>>>

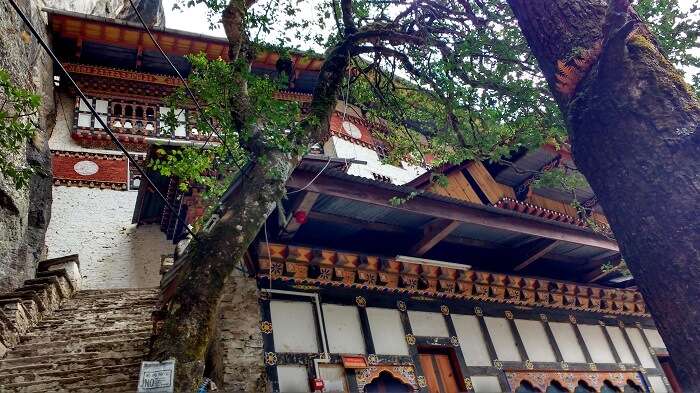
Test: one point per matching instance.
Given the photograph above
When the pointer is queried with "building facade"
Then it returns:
(483, 285)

<<<

Short exercise → Please lay out the items above as a two-column CSV with the headers "query" and "result", one row per item, putting each item's text and its answer in a single quoted field with line breaks replaced by spaces. Leave the pictures out.

The completed task →
query,result
"Test: one point per matching instance. Given the photograph above When the pointer is queried with ""building facade"" Then it returns:","(483, 285)"